--- Recorded data ---

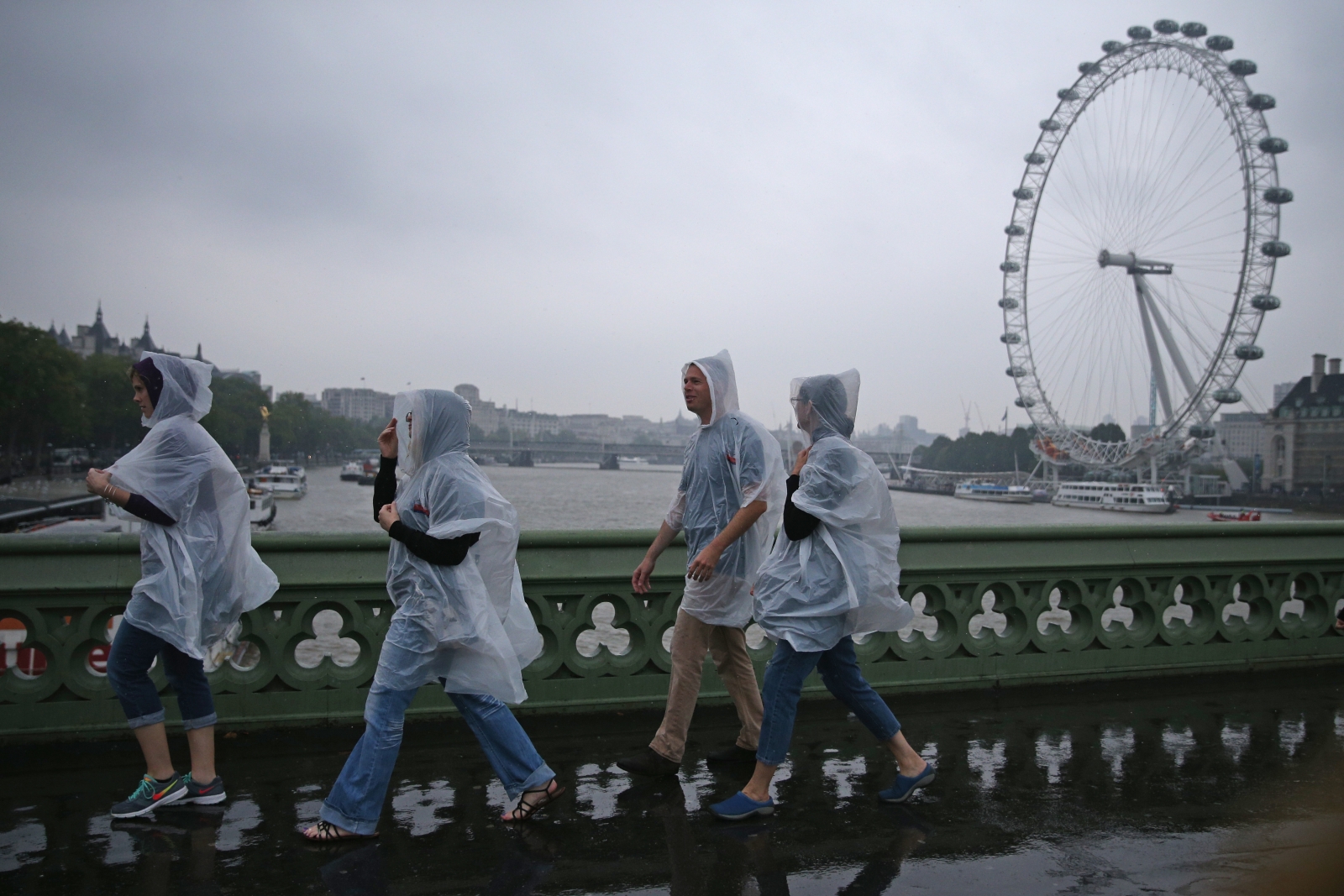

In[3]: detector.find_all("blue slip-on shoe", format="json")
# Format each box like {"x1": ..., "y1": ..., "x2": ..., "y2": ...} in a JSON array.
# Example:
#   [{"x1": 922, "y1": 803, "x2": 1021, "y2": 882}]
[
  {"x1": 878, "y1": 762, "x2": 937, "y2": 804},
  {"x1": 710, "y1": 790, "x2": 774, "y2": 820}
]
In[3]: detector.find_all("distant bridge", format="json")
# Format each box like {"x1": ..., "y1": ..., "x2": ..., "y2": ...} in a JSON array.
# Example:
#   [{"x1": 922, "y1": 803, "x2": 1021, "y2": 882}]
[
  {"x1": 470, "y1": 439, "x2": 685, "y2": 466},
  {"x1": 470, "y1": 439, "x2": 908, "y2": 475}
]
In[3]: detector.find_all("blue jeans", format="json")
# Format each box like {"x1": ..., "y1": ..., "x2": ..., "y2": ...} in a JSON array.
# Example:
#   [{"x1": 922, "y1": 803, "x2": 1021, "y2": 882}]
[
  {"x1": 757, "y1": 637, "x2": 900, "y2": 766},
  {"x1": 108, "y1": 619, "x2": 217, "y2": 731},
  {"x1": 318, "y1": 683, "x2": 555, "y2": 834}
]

---

Description of the task:
Scale these entries: reproduce every line, requests included, with each bounding-box coordinate in the answers multiplied by 0.6 and rounded to the nearest whole number, halves rounding up. Leave the numbers in the requests and their format samples unchanged, and omit the pictures.

Exercise answer:
In[3]: detector.find_all("blue slip-on shoe", format="json")
# Format each box like {"x1": ..., "y1": ..., "x2": ..., "y2": ...} in a JSON array.
# Example:
#   [{"x1": 922, "y1": 803, "x2": 1021, "y2": 882}]
[
  {"x1": 527, "y1": 457, "x2": 562, "y2": 482},
  {"x1": 426, "y1": 474, "x2": 464, "y2": 492}
]
In[3]: detector.find_all("distant bridge", format="json")
# Format each box like {"x1": ..., "y1": ..., "x2": ..., "y2": ...} in a JSON array.
# Example:
#   [{"x1": 922, "y1": 803, "x2": 1021, "y2": 882}]
[
  {"x1": 282, "y1": 263, "x2": 411, "y2": 280},
  {"x1": 282, "y1": 263, "x2": 545, "y2": 285}
]
In[3]: detector.find_all("blue jeans", format="json")
# Format each box like {"x1": ..., "y1": ..., "x2": ..., "y2": ...} in a JSON array.
# Example:
#   [{"x1": 922, "y1": 803, "x2": 1021, "y2": 882}]
[
  {"x1": 454, "y1": 382, "x2": 540, "y2": 460},
  {"x1": 65, "y1": 371, "x2": 130, "y2": 439},
  {"x1": 191, "y1": 410, "x2": 333, "y2": 500}
]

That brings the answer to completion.